■ YOUR GOAL: Quote the listing below verbatim, keeping every line in its original order.

Region annotation items:
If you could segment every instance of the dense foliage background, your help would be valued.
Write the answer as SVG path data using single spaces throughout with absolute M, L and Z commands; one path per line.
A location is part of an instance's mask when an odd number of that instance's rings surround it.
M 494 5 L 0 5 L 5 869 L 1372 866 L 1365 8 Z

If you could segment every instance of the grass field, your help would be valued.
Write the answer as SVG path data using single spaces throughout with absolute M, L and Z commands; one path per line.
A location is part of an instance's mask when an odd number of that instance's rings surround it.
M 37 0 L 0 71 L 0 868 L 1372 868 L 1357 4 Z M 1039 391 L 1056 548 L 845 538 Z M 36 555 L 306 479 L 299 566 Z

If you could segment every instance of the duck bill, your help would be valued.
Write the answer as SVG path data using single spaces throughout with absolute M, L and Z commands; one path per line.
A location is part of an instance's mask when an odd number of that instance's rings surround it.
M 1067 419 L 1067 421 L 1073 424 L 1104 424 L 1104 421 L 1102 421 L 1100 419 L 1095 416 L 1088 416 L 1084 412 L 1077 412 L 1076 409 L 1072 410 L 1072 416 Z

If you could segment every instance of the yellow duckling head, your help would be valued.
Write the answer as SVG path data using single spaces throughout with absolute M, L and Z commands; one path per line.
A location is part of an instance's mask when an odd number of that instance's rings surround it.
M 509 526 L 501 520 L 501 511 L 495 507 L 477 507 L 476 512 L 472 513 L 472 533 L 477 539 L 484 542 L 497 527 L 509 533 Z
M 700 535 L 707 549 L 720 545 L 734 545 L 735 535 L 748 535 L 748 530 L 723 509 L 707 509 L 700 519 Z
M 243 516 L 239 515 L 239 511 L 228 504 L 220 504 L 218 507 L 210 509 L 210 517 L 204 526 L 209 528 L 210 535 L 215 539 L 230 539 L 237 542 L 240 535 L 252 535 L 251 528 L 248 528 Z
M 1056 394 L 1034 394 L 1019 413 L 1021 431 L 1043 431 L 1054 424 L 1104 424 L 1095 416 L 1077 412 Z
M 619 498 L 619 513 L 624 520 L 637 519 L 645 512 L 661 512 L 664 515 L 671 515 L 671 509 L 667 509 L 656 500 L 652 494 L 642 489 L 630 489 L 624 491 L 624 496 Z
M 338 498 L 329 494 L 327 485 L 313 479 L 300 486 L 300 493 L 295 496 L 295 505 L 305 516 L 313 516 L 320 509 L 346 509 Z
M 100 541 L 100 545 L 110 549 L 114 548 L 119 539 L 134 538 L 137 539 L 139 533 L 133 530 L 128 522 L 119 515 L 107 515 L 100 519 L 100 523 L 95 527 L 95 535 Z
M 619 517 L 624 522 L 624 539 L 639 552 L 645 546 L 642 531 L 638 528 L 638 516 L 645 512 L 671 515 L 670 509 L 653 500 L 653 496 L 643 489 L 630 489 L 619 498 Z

■ FINISHED EXERCISE:
If you could segment every instance of the dense foliage background, your help would be valued.
Write the answer as SVG path data using single spaces throughout with absolute M, L and Z commands; one path per line.
A location is part of an instance's mask when an odd number of that instance's rings surround it.
M 494 5 L 0 5 L 5 869 L 1372 866 L 1365 8 Z

If you could segment every instance of the grass field, your help would be valued.
Write the answer as SVG path data using single spaces throughout with absolute M, L and Z commands; one path per line.
A location is part of an instance's mask when an odd number of that instance's rings surround it.
M 37 0 L 0 71 L 0 868 L 1372 868 L 1357 4 Z M 1039 391 L 1056 548 L 845 538 Z M 36 555 L 306 479 L 299 566 Z

If you could segment every instance of the duck bill, your help would be valued.
Write the answer as SVG path data using single spaces throughout with absolute M, L and Z commands; one path per line.
A location is part of an instance's mask when an odd number of that instance's rings surround it.
M 1067 419 L 1067 421 L 1073 424 L 1104 424 L 1104 421 L 1102 421 L 1100 419 L 1095 416 L 1088 416 L 1084 412 L 1077 412 L 1076 409 L 1072 410 L 1072 416 Z

If you could segment every instance of the yellow duckling head, your help would be valued.
Write the answer as SVG path data using single spaces throughout with absolute M, L and Z commands; one path per line.
A location is part of an instance's mask when an odd number of that instance's rings surround it.
M 509 526 L 501 520 L 501 511 L 495 507 L 477 507 L 476 512 L 472 513 L 472 533 L 477 539 L 484 542 L 497 527 L 509 533 Z
M 700 535 L 707 549 L 720 545 L 734 545 L 735 535 L 748 535 L 748 530 L 723 509 L 707 509 L 700 519 Z
M 243 516 L 239 515 L 239 511 L 228 504 L 220 504 L 218 507 L 210 509 L 210 517 L 204 526 L 209 528 L 210 535 L 215 539 L 230 539 L 237 542 L 240 535 L 252 535 L 251 528 L 248 528 Z
M 1056 394 L 1034 394 L 1019 413 L 1021 431 L 1043 431 L 1054 424 L 1104 424 L 1095 416 L 1077 412 Z
M 619 498 L 619 513 L 624 520 L 637 519 L 645 512 L 661 512 L 664 515 L 671 515 L 671 509 L 667 509 L 656 500 L 652 494 L 642 489 L 630 489 L 624 491 L 624 496 Z
M 338 498 L 329 494 L 327 485 L 313 479 L 300 486 L 300 493 L 295 496 L 295 505 L 305 516 L 313 516 L 320 509 L 346 509 Z
M 100 541 L 100 545 L 110 549 L 114 548 L 119 539 L 134 538 L 137 539 L 139 533 L 133 530 L 128 522 L 119 515 L 107 515 L 100 519 L 100 523 L 95 527 L 95 535 Z
M 619 517 L 624 522 L 624 539 L 639 552 L 645 546 L 642 531 L 638 528 L 638 516 L 645 512 L 671 515 L 670 509 L 653 500 L 653 496 L 643 489 L 630 489 L 619 498 Z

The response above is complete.